EXERCISE DESCRIPTION
Copy every line of the listing below without changing anything, and leave the pictures out of your copy.
# START OF DATASET ROWS
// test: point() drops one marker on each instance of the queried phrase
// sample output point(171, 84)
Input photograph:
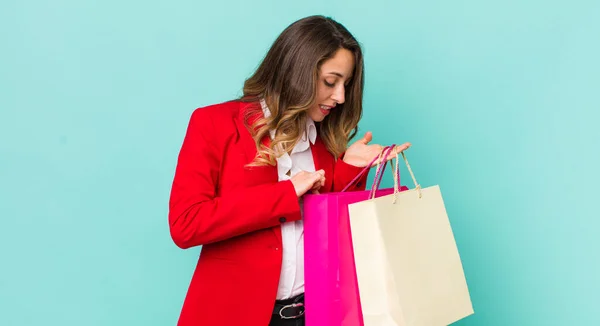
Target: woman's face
point(331, 85)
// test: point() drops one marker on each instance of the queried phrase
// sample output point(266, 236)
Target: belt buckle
point(293, 305)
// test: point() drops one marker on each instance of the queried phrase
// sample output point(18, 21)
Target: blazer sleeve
point(344, 173)
point(197, 216)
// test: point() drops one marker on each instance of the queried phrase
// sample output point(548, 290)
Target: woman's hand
point(360, 154)
point(304, 181)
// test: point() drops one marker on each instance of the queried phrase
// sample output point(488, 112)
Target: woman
point(245, 164)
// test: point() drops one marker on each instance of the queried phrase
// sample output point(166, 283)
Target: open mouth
point(325, 109)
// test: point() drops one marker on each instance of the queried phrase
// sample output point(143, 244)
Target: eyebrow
point(335, 73)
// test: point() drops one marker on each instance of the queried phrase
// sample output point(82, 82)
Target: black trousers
point(276, 319)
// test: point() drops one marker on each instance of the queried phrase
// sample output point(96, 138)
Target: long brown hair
point(287, 80)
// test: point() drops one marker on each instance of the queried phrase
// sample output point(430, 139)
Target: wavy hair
point(287, 80)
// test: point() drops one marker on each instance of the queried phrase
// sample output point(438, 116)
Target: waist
point(291, 308)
# END OF DATASET ROWS
EXPECTED ANSWER
// test: point() drops one marker on each instance of the queried phrase
// sample output point(171, 84)
Input photograph:
Target: woman's face
point(331, 85)
// test: point() drops one marker on each instance of the queried phrase
// sample output point(266, 236)
Target: belt buckle
point(293, 305)
// test: point() drops one marker on each instance of the queried phrase
// sample output point(18, 21)
Target: blazer sleeve
point(344, 173)
point(197, 216)
// test: point() drops one marker on each instance of the queried phrase
// sample output point(548, 290)
Target: woman's hand
point(360, 154)
point(304, 181)
// test: point() drops one marker on each instance of the queried phrase
// sample output point(488, 112)
Target: woman
point(245, 164)
// test: point() drops one marker on each instance of the queried phrase
// sample output point(166, 283)
Target: open mouth
point(325, 109)
// test: point() drops one marker on each instance of the queried phrase
// sample output point(143, 244)
Target: eyebrow
point(335, 73)
// test: point() drops one marker on each instance of the queried phrase
// sample output point(82, 82)
Target: black trousers
point(276, 319)
// test: point() drops one marker on each instance of the queried phrase
// sample output point(96, 138)
Target: long brown hair
point(287, 80)
// test: point() drops one marker on each instance of the queried phrase
// sample output point(430, 139)
Target: wavy hair
point(287, 80)
// test: point() drops one marker on each instance of the queried phrase
// sample output point(438, 116)
Target: waist
point(291, 308)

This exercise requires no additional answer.